### Dataset:

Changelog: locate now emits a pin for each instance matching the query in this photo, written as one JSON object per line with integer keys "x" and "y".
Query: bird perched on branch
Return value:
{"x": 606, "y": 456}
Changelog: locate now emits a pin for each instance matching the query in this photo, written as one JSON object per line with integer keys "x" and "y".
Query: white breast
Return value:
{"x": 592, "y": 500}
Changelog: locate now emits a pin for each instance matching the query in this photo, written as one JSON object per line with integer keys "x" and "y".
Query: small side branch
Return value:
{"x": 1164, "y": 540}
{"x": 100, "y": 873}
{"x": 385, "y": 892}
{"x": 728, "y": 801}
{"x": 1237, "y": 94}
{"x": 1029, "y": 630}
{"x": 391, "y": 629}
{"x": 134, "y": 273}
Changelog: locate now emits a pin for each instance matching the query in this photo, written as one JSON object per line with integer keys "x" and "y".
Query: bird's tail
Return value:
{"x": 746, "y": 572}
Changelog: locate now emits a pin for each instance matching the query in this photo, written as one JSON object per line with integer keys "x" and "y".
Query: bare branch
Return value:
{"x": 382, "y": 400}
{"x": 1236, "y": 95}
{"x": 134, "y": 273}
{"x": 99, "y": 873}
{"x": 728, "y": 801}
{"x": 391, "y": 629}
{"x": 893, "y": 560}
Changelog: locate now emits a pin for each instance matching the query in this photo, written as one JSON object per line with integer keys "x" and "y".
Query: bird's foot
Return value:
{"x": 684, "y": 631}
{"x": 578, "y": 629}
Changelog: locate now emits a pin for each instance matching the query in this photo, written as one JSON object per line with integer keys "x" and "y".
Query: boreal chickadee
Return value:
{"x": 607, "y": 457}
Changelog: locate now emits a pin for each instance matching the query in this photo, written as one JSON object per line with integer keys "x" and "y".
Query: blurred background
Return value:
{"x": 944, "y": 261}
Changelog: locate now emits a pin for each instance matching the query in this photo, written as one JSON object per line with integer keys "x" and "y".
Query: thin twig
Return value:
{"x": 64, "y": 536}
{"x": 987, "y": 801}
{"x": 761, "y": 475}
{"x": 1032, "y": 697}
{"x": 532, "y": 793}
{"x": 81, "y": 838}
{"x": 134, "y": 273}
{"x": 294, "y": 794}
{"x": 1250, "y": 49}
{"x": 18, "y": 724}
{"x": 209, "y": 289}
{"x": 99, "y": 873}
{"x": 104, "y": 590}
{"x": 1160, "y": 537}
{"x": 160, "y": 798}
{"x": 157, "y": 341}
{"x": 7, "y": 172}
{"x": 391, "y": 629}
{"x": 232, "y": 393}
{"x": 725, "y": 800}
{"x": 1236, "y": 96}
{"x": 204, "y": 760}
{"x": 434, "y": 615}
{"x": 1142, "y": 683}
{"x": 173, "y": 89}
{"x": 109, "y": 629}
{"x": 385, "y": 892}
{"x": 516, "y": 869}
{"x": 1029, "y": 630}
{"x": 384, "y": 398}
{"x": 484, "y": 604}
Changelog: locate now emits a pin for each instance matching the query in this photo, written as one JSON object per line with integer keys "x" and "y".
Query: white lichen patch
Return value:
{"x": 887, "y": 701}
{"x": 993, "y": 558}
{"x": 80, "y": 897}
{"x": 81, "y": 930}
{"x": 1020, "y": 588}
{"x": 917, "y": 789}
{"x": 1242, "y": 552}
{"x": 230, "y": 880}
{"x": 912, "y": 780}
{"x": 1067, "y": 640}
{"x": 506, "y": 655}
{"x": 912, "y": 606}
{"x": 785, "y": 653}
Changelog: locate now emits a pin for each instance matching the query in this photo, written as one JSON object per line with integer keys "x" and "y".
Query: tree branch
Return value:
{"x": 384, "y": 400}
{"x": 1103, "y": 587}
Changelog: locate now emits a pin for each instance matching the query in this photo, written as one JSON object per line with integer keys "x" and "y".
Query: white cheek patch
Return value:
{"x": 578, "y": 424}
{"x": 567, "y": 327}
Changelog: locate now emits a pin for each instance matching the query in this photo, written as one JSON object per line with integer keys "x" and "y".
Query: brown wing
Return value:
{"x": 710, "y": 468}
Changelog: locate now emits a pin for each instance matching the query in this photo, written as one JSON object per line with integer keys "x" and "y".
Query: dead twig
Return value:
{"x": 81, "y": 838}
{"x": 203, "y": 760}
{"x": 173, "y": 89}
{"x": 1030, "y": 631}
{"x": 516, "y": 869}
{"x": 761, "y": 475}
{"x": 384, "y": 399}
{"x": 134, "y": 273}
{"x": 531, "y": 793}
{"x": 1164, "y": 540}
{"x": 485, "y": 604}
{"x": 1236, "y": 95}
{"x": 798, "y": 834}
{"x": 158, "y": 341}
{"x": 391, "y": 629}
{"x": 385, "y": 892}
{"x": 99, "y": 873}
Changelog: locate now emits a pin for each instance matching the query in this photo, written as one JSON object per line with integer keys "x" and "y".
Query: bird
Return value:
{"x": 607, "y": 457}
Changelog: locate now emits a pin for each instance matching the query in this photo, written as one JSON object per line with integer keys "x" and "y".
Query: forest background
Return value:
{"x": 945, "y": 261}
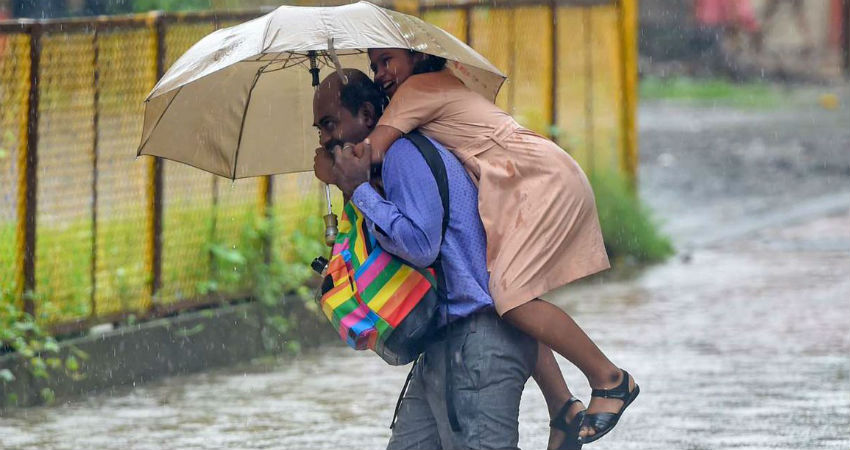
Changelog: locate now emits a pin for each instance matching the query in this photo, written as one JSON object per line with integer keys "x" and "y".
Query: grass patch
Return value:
{"x": 197, "y": 259}
{"x": 711, "y": 91}
{"x": 627, "y": 225}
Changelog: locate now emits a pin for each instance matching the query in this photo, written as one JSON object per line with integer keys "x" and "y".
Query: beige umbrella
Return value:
{"x": 239, "y": 103}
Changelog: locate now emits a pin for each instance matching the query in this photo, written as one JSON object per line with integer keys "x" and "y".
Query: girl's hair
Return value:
{"x": 430, "y": 63}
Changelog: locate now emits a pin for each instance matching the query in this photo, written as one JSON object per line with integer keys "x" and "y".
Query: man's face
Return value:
{"x": 336, "y": 124}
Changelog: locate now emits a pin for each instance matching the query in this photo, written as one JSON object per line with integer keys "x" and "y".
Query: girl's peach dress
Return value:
{"x": 535, "y": 202}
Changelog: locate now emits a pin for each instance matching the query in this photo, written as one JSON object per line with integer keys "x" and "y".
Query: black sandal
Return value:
{"x": 602, "y": 423}
{"x": 571, "y": 441}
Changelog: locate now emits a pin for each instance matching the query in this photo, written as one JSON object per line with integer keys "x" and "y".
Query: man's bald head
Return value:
{"x": 346, "y": 111}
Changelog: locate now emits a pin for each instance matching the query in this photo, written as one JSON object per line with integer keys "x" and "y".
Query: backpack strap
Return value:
{"x": 438, "y": 169}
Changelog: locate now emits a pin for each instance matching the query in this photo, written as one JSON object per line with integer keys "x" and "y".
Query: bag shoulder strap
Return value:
{"x": 438, "y": 169}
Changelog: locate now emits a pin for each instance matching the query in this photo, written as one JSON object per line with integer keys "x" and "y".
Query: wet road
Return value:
{"x": 741, "y": 342}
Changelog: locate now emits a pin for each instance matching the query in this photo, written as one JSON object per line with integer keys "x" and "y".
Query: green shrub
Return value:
{"x": 711, "y": 91}
{"x": 627, "y": 226}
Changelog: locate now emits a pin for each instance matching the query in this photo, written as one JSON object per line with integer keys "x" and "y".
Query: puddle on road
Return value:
{"x": 744, "y": 349}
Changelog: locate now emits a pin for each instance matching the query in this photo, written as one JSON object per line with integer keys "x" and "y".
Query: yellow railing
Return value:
{"x": 92, "y": 235}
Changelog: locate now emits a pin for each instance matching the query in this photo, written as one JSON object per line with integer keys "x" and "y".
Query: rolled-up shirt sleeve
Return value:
{"x": 408, "y": 222}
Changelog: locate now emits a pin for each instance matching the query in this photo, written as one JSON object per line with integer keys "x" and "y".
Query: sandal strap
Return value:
{"x": 600, "y": 421}
{"x": 560, "y": 419}
{"x": 620, "y": 392}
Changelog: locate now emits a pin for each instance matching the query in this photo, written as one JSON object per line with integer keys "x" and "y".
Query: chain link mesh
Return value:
{"x": 188, "y": 201}
{"x": 127, "y": 70}
{"x": 65, "y": 176}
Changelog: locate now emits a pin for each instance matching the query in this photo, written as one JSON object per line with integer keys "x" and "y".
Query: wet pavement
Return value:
{"x": 737, "y": 342}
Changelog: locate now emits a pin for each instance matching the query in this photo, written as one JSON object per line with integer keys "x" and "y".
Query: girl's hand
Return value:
{"x": 323, "y": 166}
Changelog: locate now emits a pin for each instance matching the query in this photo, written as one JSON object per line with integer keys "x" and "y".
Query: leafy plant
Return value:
{"x": 627, "y": 225}
{"x": 268, "y": 269}
{"x": 21, "y": 333}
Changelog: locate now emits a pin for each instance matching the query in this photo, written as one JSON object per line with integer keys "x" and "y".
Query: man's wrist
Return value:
{"x": 350, "y": 193}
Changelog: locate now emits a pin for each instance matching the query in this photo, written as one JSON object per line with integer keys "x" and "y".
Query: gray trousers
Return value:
{"x": 491, "y": 361}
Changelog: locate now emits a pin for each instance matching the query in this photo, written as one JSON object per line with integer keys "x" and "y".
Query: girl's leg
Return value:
{"x": 548, "y": 376}
{"x": 551, "y": 326}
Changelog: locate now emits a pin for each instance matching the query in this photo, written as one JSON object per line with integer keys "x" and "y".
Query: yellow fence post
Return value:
{"x": 27, "y": 177}
{"x": 153, "y": 248}
{"x": 627, "y": 21}
{"x": 265, "y": 202}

### Task directions:
Return each line of the listing above that contains the word "yellow". Treat uppercase and lowercase letters as different.

### Answer in full:
Query: yellow railing
Query: yellow fence post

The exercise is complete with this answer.